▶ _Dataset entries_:
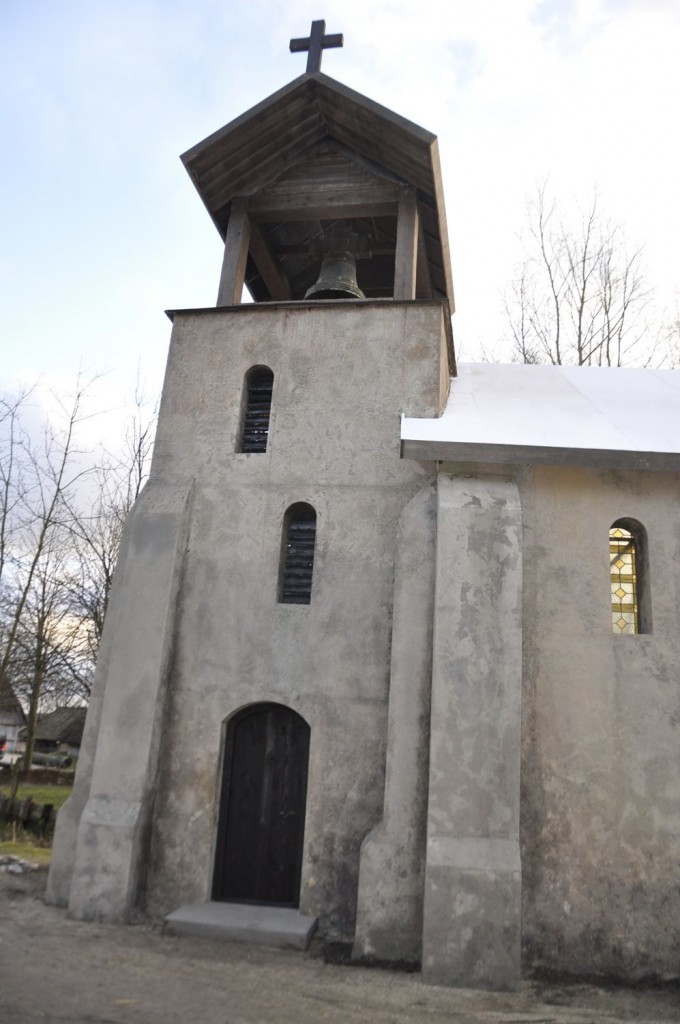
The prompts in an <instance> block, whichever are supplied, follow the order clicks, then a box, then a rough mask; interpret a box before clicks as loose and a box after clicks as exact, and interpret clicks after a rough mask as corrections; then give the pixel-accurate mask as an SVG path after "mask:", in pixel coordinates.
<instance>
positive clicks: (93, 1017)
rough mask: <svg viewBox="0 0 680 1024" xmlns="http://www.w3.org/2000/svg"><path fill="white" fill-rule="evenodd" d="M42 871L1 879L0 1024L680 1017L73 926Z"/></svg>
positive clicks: (631, 1002)
mask: <svg viewBox="0 0 680 1024" xmlns="http://www.w3.org/2000/svg"><path fill="white" fill-rule="evenodd" d="M45 881H46V873H45V871H35V872H32V873H30V874H0V1022H1V1024H36V1022H41V1024H57V1022H58V1024H179V1022H181V1024H269V1022H275V1024H289V1022H290V1024H312V1022H313V1024H317V1022H320V1021H328V1022H332V1024H354V1022H358V1021H363V1022H380V1024H406V1022H411V1021H423V1022H425V1024H443V1022H455V1024H482V1022H483V1024H491V1022H507V1024H524V1022H526V1024H529V1022H530V1024H567V1022H568V1024H599V1022H605V1021H606V1022H613V1021H622V1022H623V1021H637V1022H645V1024H651V1022H661V1021H676V1022H677V1021H680V990H678V989H675V990H673V989H627V988H622V987H596V986H592V985H582V984H568V985H563V984H562V985H555V984H552V985H547V984H543V983H539V982H536V981H527V982H525V983H524V984H523V985H522V987H521V990H520V991H519V992H515V993H488V992H475V991H471V990H468V989H451V988H440V987H437V986H429V985H424V984H423V983H422V982H421V981H420V978H419V976H418V975H415V974H399V973H395V972H389V971H383V970H375V969H374V970H369V969H366V968H356V967H346V966H338V965H331V964H327V963H325V961H324V958H323V955H322V952H321V949H320V948H318V947H314V946H313V945H312V948H311V949H310V951H309V952H308V953H299V952H292V951H283V950H275V949H264V948H262V947H257V946H242V945H236V944H230V943H217V942H213V941H210V940H201V939H187V938H176V937H169V936H163V935H161V934H160V932H159V930H158V929H153V928H148V927H142V926H135V927H119V926H112V925H96V924H91V923H83V922H76V921H70V920H69V919H68V918H67V915H66V912H65V911H63V910H60V909H57V908H56V907H51V906H47V905H45V902H44V899H43V895H44V889H45Z"/></svg>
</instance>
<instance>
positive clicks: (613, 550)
mask: <svg viewBox="0 0 680 1024" xmlns="http://www.w3.org/2000/svg"><path fill="white" fill-rule="evenodd" d="M609 559H610V578H611V628H612V630H613V632H614V633H638V632H639V629H638V601H637V569H636V550H635V538H634V537H633V535H632V534H631V531H630V530H628V529H624V527H623V526H614V527H613V528H612V529H610V530H609Z"/></svg>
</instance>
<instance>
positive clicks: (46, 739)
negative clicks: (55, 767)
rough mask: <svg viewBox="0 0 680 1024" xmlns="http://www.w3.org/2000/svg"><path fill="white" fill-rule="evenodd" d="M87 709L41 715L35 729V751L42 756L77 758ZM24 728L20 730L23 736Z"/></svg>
mask: <svg viewBox="0 0 680 1024" xmlns="http://www.w3.org/2000/svg"><path fill="white" fill-rule="evenodd" d="M86 712H87V708H57V709H56V710H55V711H52V712H50V713H49V714H48V715H42V716H41V718H40V719H39V720H38V726H37V728H36V740H35V750H36V751H37V752H40V753H43V754H69V755H70V756H71V757H77V756H78V752H79V751H80V744H81V742H82V739H83V728H84V726H85V714H86ZM25 733H26V727H25V728H23V729H22V736H25Z"/></svg>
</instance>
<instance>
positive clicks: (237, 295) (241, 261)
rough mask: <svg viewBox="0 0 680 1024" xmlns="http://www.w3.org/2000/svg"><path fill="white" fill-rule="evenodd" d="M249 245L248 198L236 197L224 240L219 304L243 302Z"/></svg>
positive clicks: (249, 239)
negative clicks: (243, 295)
mask: <svg viewBox="0 0 680 1024" xmlns="http://www.w3.org/2000/svg"><path fill="white" fill-rule="evenodd" d="M249 245H250V218H249V216H248V200H247V199H235V200H233V201H232V203H231V213H230V214H229V223H228V226H227V228H226V239H225V240H224V260H223V262H222V273H221V276H220V279H219V290H218V292H217V305H218V306H238V305H239V304H240V303H241V295H242V293H243V285H244V281H245V278H246V260H247V259H248V247H249Z"/></svg>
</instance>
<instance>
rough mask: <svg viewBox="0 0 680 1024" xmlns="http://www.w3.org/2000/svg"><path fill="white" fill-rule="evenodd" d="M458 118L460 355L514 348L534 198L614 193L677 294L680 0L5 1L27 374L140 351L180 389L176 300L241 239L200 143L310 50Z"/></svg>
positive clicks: (446, 183) (454, 191)
mask: <svg viewBox="0 0 680 1024" xmlns="http://www.w3.org/2000/svg"><path fill="white" fill-rule="evenodd" d="M320 17H324V18H326V23H327V32H329V33H336V32H342V33H344V37H345V45H344V48H343V49H334V50H327V51H326V52H325V54H324V60H323V67H322V70H323V71H324V72H325V73H326V74H327V75H330V76H332V77H333V78H336V79H338V80H339V81H341V82H343V83H344V84H346V85H348V86H350V87H351V88H353V89H356V90H358V91H359V92H363V93H365V94H366V95H368V96H369V97H371V98H372V99H375V100H377V101H378V102H380V103H383V104H384V105H386V106H388V108H390V109H391V110H393V111H395V112H397V113H398V114H401V115H402V116H405V117H408V118H410V119H411V120H412V121H415V122H416V123H418V124H420V125H422V126H423V127H425V128H427V129H429V130H430V131H432V132H434V133H435V134H436V135H437V136H438V138H439V148H440V157H441V165H442V170H443V183H444V195H445V202H447V212H448V219H449V234H450V240H451V245H452V263H453V274H454V286H455V291H456V299H457V309H458V311H457V313H456V315H455V317H454V333H455V338H456V343H457V346H458V348H459V353H460V355H461V357H462V358H463V359H465V360H472V359H475V358H478V357H479V353H480V350H481V347H482V346H483V349H484V351H485V352H486V353H487V354H488V355H491V356H496V357H503V356H504V355H505V356H506V357H507V354H508V351H509V349H508V346H507V343H504V340H503V331H504V322H503V316H502V314H501V307H502V296H503V291H504V289H505V287H506V285H507V283H508V282H509V280H510V279H511V276H512V271H513V266H514V265H515V264H516V263H517V262H518V260H519V259H520V257H521V248H520V244H519V242H518V240H517V233H518V232H519V231H520V230H521V228H522V227H523V226H524V224H525V220H526V218H525V203H526V199H527V198H528V197H529V196H530V195H532V194H533V193H535V190H536V186H537V183H539V182H540V181H542V180H544V179H545V178H546V177H549V180H550V183H551V187H552V190H553V193H554V194H555V195H556V196H558V197H560V198H561V199H563V201H564V202H567V201H568V200H570V199H571V197H577V198H581V199H582V200H583V201H585V202H587V201H588V199H589V198H590V196H591V195H592V189H593V187H594V185H595V183H597V185H598V187H599V190H600V194H601V197H602V204H603V206H604V207H605V208H606V211H607V212H608V213H609V214H610V215H611V217H612V218H613V219H614V220H617V221H620V222H622V223H623V224H624V225H625V227H626V231H627V234H628V237H629V239H630V241H631V244H632V245H635V246H637V245H642V246H644V250H645V264H646V268H647V272H648V276H649V279H650V281H651V282H652V283H653V285H654V286H655V288H656V291H657V295H658V299H660V302H662V303H663V304H665V305H667V306H668V307H669V308H671V307H672V306H673V303H674V301H675V296H676V294H677V288H678V255H677V254H678V240H679V239H680V202H678V188H679V182H680V144H679V142H678V123H679V120H680V119H679V111H678V106H679V97H680V58H679V56H678V54H679V53H680V0H541V2H537V0H448V2H445V3H438V2H436V0H418V2H414V0H360V2H359V0H325V2H324V3H320V0H313V2H312V0H295V2H294V3H293V2H288V3H286V2H283V0H30V2H28V0H3V2H2V4H1V5H0V40H1V41H0V47H1V51H0V77H1V78H2V88H1V89H0V118H1V120H2V144H3V160H2V163H1V165H0V176H1V179H2V180H1V188H0V196H1V199H0V203H1V204H2V206H1V210H0V215H1V216H0V224H1V238H2V255H1V256H0V281H1V282H2V312H3V315H2V318H1V328H0V330H1V332H2V335H1V337H2V353H3V359H2V371H1V373H0V382H1V383H2V385H3V386H4V387H5V388H6V387H8V386H12V383H13V381H15V380H16V379H24V380H30V379H33V378H35V377H36V376H38V375H40V376H41V377H42V378H43V380H45V381H47V382H49V383H54V384H56V385H57V386H59V385H60V383H62V382H67V381H70V380H72V379H73V377H74V374H75V373H76V371H77V370H78V368H79V366H80V367H83V368H84V369H85V371H88V372H95V371H108V372H109V374H108V377H107V378H105V380H107V384H105V387H107V388H108V396H107V399H105V400H107V401H111V402H113V403H114V404H115V403H116V402H117V401H119V400H120V397H122V394H123V392H124V391H125V390H126V389H127V390H129V389H130V388H131V387H132V383H133V380H134V377H135V373H136V368H137V366H139V367H140V369H141V374H142V377H143V378H144V380H145V382H146V389H147V391H148V393H150V394H153V393H155V392H156V391H158V390H159V389H160V386H161V382H162V375H163V368H164V365H165V357H166V353H167V346H168V340H169V335H170V324H169V322H168V321H167V318H166V317H165V315H164V313H163V310H164V309H166V308H183V307H192V306H207V305H212V304H214V302H215V297H216V291H217V283H218V276H219V269H220V262H221V243H220V239H219V237H218V234H217V232H216V230H215V228H214V226H213V224H212V222H211V221H210V218H209V217H208V215H207V213H206V211H205V209H204V207H203V205H202V203H201V201H200V199H199V197H198V195H197V194H196V191H195V189H194V186H193V185H192V183H190V180H189V178H188V175H187V174H186V172H185V171H184V169H183V167H182V165H181V163H180V161H179V159H178V158H179V154H180V153H183V152H184V151H185V150H187V148H189V147H190V146H192V145H194V144H195V143H196V142H198V141H200V140H201V139H203V138H204V137H205V136H206V135H208V134H210V133H211V132H213V131H215V130H216V129H217V128H219V127H221V126H222V125H223V124H225V123H227V122H228V121H230V120H231V119H232V118H235V117H237V116H238V115H240V114H241V113H243V112H244V111H246V110H248V109H249V108H250V106H252V105H253V104H254V103H256V102H258V101H259V100H260V99H263V98H264V97H266V96H268V95H269V94H270V93H271V92H273V91H274V90H277V89H278V88H280V87H282V86H283V85H285V84H287V83H288V82H289V81H291V80H292V79H294V78H296V77H297V76H298V75H300V74H302V73H303V72H304V69H305V60H306V55H305V54H291V53H290V52H289V49H288V45H289V40H290V38H291V37H293V36H306V35H307V34H308V32H309V27H310V23H311V20H312V18H320Z"/></svg>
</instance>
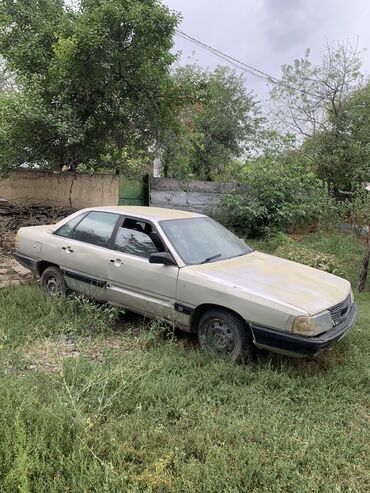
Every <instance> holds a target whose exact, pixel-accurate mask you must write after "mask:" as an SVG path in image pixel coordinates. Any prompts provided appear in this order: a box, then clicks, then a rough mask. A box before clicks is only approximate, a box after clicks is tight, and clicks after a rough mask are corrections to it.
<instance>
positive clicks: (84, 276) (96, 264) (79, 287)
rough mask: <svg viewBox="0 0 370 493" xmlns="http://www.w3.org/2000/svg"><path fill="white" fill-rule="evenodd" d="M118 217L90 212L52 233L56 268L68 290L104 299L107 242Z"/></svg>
mask: <svg viewBox="0 0 370 493" xmlns="http://www.w3.org/2000/svg"><path fill="white" fill-rule="evenodd" d="M119 218H120V215H119V214H114V213H110V212H101V211H91V212H89V213H88V214H86V215H84V216H83V218H82V219H81V220H80V221H78V222H77V221H75V222H77V224H73V225H72V228H71V227H70V226H71V225H68V223H67V224H66V225H64V226H63V227H62V228H61V230H58V231H56V232H55V241H56V242H58V246H59V265H60V268H61V270H62V272H63V273H64V276H65V280H66V283H67V285H68V287H69V288H71V289H73V290H76V291H80V292H82V293H85V294H87V295H89V296H90V297H92V298H96V299H98V300H106V285H107V270H108V267H107V266H108V264H109V260H110V258H111V250H110V248H111V242H112V237H113V231H114V229H115V226H116V223H117V221H118V219H119Z"/></svg>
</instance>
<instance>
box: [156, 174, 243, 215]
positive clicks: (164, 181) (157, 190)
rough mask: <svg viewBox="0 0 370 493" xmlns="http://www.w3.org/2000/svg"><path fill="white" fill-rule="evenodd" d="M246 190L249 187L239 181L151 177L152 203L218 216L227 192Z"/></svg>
mask: <svg viewBox="0 0 370 493" xmlns="http://www.w3.org/2000/svg"><path fill="white" fill-rule="evenodd" d="M246 191H247V187H246V186H245V185H240V184H238V183H223V182H210V181H191V182H180V181H179V180H173V179H169V178H151V180H150V205H152V206H157V207H169V208H171V209H172V208H173V209H183V210H190V211H193V212H202V213H205V214H209V215H211V216H217V215H219V214H221V213H222V201H223V198H224V197H225V195H226V194H230V193H237V194H239V193H243V192H246Z"/></svg>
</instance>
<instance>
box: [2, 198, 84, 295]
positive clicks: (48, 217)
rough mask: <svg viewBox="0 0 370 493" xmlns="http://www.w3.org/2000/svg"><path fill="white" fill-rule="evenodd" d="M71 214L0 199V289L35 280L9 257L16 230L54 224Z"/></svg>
mask: <svg viewBox="0 0 370 493" xmlns="http://www.w3.org/2000/svg"><path fill="white" fill-rule="evenodd" d="M72 212H74V211H73V209H69V208H65V207H63V208H62V207H46V206H29V207H20V206H17V205H14V204H10V203H9V202H7V201H6V200H4V199H1V198H0V289H1V288H5V287H8V286H14V285H19V284H21V283H24V282H29V281H32V280H34V279H35V277H34V276H33V275H32V274H31V272H30V271H29V270H27V269H25V268H24V267H22V266H21V265H20V264H18V262H17V261H16V260H15V259H14V258H13V257H12V256H11V254H12V252H13V250H14V238H15V235H16V233H17V231H18V229H19V228H21V227H23V226H37V225H39V224H54V223H56V222H58V221H60V220H61V219H63V218H64V217H66V216H67V215H69V214H71V213H72Z"/></svg>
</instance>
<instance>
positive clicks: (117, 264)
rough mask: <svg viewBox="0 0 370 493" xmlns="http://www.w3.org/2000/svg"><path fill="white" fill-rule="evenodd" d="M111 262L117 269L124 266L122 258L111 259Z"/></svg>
mask: <svg viewBox="0 0 370 493" xmlns="http://www.w3.org/2000/svg"><path fill="white" fill-rule="evenodd" d="M109 262H112V264H114V265H115V266H116V267H119V266H120V265H121V264H123V262H122V260H121V259H120V258H111V259H110V261H109Z"/></svg>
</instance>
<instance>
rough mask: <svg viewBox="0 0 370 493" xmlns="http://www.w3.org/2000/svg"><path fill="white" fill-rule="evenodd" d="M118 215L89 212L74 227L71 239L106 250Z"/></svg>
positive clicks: (107, 213)
mask: <svg viewBox="0 0 370 493" xmlns="http://www.w3.org/2000/svg"><path fill="white" fill-rule="evenodd" d="M118 218H119V214H111V213H109V212H90V213H89V214H88V215H87V216H86V217H85V218H84V219H82V221H81V222H80V224H78V226H77V227H76V229H75V231H74V233H73V236H72V238H74V239H75V240H79V241H83V242H85V243H90V244H92V245H97V246H101V247H105V248H108V247H109V243H110V239H111V237H112V233H113V230H114V227H115V225H116V223H117V220H118Z"/></svg>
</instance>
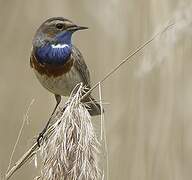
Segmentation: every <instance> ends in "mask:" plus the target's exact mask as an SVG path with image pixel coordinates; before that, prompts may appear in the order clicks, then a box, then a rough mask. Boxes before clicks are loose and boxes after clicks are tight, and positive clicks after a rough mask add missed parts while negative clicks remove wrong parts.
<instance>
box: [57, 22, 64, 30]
mask: <svg viewBox="0 0 192 180" xmlns="http://www.w3.org/2000/svg"><path fill="white" fill-rule="evenodd" d="M63 27H64V24H62V23H58V24H56V28H57V29H59V30H61V29H63Z"/></svg>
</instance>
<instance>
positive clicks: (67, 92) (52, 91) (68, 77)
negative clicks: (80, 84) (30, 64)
mask: <svg viewBox="0 0 192 180" xmlns="http://www.w3.org/2000/svg"><path fill="white" fill-rule="evenodd" d="M34 71H35V74H36V76H37V78H38V80H39V81H40V83H41V84H42V85H43V87H44V88H46V89H47V90H49V91H50V92H52V93H54V94H58V95H61V96H69V95H70V93H71V91H72V90H73V89H74V87H75V86H76V85H77V84H78V83H81V82H82V79H81V76H80V75H79V72H78V71H77V70H76V69H75V68H74V67H72V68H71V70H70V71H69V72H68V73H66V74H63V75H61V76H58V77H53V76H51V77H48V76H47V75H46V74H43V75H41V74H40V73H38V72H37V71H36V70H34Z"/></svg>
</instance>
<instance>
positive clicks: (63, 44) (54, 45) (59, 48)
mask: <svg viewBox="0 0 192 180" xmlns="http://www.w3.org/2000/svg"><path fill="white" fill-rule="evenodd" d="M51 47H52V48H54V49H55V48H59V49H60V48H65V47H69V45H68V44H57V45H55V44H52V45H51Z"/></svg>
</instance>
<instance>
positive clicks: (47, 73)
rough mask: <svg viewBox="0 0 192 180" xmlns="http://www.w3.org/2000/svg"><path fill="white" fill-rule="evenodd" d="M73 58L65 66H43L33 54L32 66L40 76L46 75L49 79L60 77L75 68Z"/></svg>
mask: <svg viewBox="0 0 192 180" xmlns="http://www.w3.org/2000/svg"><path fill="white" fill-rule="evenodd" d="M73 62H74V60H73V58H71V56H70V57H69V60H68V61H67V62H66V63H65V64H64V65H50V64H41V63H39V62H38V61H37V59H36V57H35V55H34V54H33V53H32V54H31V58H30V65H31V67H32V68H34V69H35V70H37V71H38V72H39V73H40V74H42V75H43V74H46V75H47V76H48V77H51V76H53V77H58V76H61V75H63V74H65V73H67V72H69V71H70V70H71V67H72V66H73Z"/></svg>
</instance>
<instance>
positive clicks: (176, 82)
mask: <svg viewBox="0 0 192 180" xmlns="http://www.w3.org/2000/svg"><path fill="white" fill-rule="evenodd" d="M181 3H182V4H181ZM183 6H186V7H187V8H190V0H180V1H179V0H159V1H157V0H106V1H103V0H97V1H96V0H81V1H74V0H55V1H53V0H41V1H39V0H33V1H24V0H15V1H10V0H0V55H1V60H0V99H1V101H0V144H1V146H0V172H1V173H3V172H5V170H6V168H7V166H8V160H9V157H10V154H11V151H12V149H13V145H14V143H15V141H16V137H17V134H18V131H19V129H20V127H21V123H22V119H23V116H24V114H25V112H26V110H27V107H28V105H29V104H30V102H31V100H32V99H33V98H35V103H34V104H33V106H32V108H31V110H30V113H29V120H30V123H29V125H26V126H25V128H24V131H23V133H22V138H21V140H20V142H19V145H18V148H17V150H16V153H15V156H14V160H17V159H18V158H19V157H20V156H21V155H22V154H23V152H24V151H25V150H26V149H27V148H28V147H30V145H31V143H32V142H33V141H34V139H33V138H34V137H35V136H36V135H37V134H38V133H39V132H40V130H41V129H42V127H43V125H44V124H45V123H46V120H47V119H48V117H49V114H50V113H51V110H52V108H53V107H54V104H55V102H54V98H53V96H52V95H51V94H50V93H49V92H47V91H46V90H45V89H43V88H42V87H41V85H40V84H39V82H38V81H37V80H36V78H35V76H34V74H33V72H32V70H31V69H30V67H29V54H30V49H31V40H32V37H33V35H34V32H35V30H36V29H37V27H38V26H39V25H40V24H41V22H42V21H44V20H45V19H46V18H48V17H52V16H64V17H67V18H69V19H71V20H73V21H74V22H76V23H78V24H81V25H85V26H89V27H90V29H89V30H88V31H84V32H80V33H77V34H75V35H74V38H73V42H74V43H75V44H76V46H77V47H79V49H80V50H81V51H82V53H83V55H84V58H85V60H86V62H87V64H88V66H89V68H90V72H91V76H92V81H93V83H95V82H97V81H98V80H100V79H101V78H102V77H103V76H104V75H105V74H106V73H107V72H108V71H109V70H111V68H113V67H114V66H115V65H116V64H117V63H119V62H120V60H122V58H124V57H125V56H127V55H128V53H129V52H130V51H131V50H132V49H135V48H136V47H137V46H138V45H139V44H141V42H144V41H145V40H147V39H148V38H149V37H150V36H151V35H152V34H153V32H154V31H156V29H157V28H158V27H160V26H161V25H164V24H165V23H166V22H167V21H168V20H170V19H172V18H173V16H174V14H175V12H178V13H176V15H178V14H180V13H181V14H182V13H183V12H182V11H185V9H184V8H183ZM191 11H192V8H191ZM188 12H190V9H188ZM184 14H185V13H184ZM186 17H187V21H190V18H191V19H192V16H190V13H186V14H185V15H184V16H183V18H186ZM177 30H178V31H179V32H178V33H177V32H175V33H169V34H168V36H169V35H173V37H172V39H169V37H167V36H166V37H163V38H165V40H164V41H156V42H154V45H151V46H149V47H148V48H146V49H145V51H142V52H140V53H139V54H138V55H136V56H135V57H134V61H132V63H128V64H126V65H124V66H123V67H122V68H121V69H120V70H119V71H118V72H117V73H116V74H114V75H113V76H112V77H111V78H110V79H109V80H107V81H106V82H105V83H104V84H103V99H104V101H105V102H109V103H110V105H106V106H105V109H106V110H105V111H106V114H105V125H106V131H107V133H106V135H107V143H108V153H109V179H110V180H123V179H127V180H190V179H191V177H192V170H191V169H192V152H191V151H192V110H191V107H192V93H191V92H192V80H191V76H192V70H191V69H192V61H191V57H192V52H191V46H192V43H191V41H192V37H191V33H190V32H192V31H190V26H186V27H185V26H184V27H183V26H182V28H180V29H179V28H177V29H176V31H177ZM176 36H179V39H178V37H176ZM174 38H175V39H174ZM166 40H168V41H166ZM169 40H170V41H169ZM161 42H162V43H165V44H161ZM170 42H171V43H170ZM152 51H153V52H152ZM154 51H156V52H154ZM164 53H165V54H164ZM145 69H147V70H145ZM95 93H97V91H96V92H95ZM37 175H38V173H37V169H35V167H34V163H33V162H32V163H31V164H29V165H27V166H25V167H24V168H22V169H21V170H20V171H18V172H17V173H16V174H15V175H14V177H13V178H12V179H13V180H26V179H27V180H30V179H33V178H34V177H35V176H37Z"/></svg>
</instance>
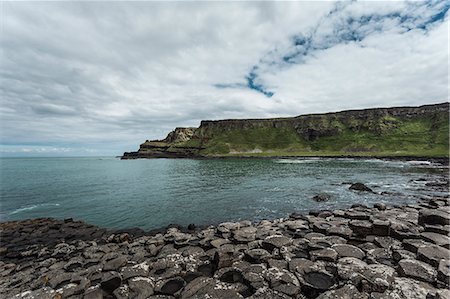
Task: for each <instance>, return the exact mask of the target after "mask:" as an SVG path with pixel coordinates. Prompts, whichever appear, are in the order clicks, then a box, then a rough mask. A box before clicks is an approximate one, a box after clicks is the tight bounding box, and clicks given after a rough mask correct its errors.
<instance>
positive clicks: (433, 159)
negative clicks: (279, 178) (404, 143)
mask: <svg viewBox="0 0 450 299" xmlns="http://www.w3.org/2000/svg"><path fill="white" fill-rule="evenodd" d="M116 158H120V159H121V160H138V159H194V160H215V159H217V160H221V159H311V158H312V159H321V158H323V159H357V160H366V159H379V160H389V161H395V160H398V161H408V160H411V161H430V162H437V163H440V164H443V165H447V166H448V165H449V163H450V156H423V155H417V156H413V155H399V156H395V155H392V156H389V155H388V156H386V155H273V156H272V155H268V156H266V155H257V154H249V155H215V156H189V157H188V156H185V157H182V156H180V157H145V156H139V157H124V156H116Z"/></svg>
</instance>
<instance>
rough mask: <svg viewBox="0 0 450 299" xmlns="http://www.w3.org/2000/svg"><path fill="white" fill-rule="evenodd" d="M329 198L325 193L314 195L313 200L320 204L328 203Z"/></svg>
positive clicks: (330, 197)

▶ _Problem description_: Could you repeat exactly the lines above from the line with "positive clicks: (164, 181) (157, 190)" up to and including the line with "positive clicks: (48, 217)", and only those?

▶ _Output of the exercise_:
positive clicks: (164, 181) (157, 190)
rough mask: <svg viewBox="0 0 370 493" xmlns="http://www.w3.org/2000/svg"><path fill="white" fill-rule="evenodd" d="M246 190L249 187L239 181L151 177L152 203L218 216L227 192Z"/></svg>
mask: <svg viewBox="0 0 370 493" xmlns="http://www.w3.org/2000/svg"><path fill="white" fill-rule="evenodd" d="M246 191H247V187H246V186H245V185H240V184H238V183H223V182H210V181H191V182H180V181H179V180H173V179H169V178H151V180H150V205H152V206H157V207H169V208H171V209H172V208H173V209H183V210H190V211H193V212H202V213H205V214H209V215H211V216H217V215H219V214H221V213H222V201H223V198H224V197H225V195H226V194H230V193H237V194H239V193H243V192H246Z"/></svg>
</instance>
<instance>
box: [2, 198, 84, 295]
positive clicks: (48, 217)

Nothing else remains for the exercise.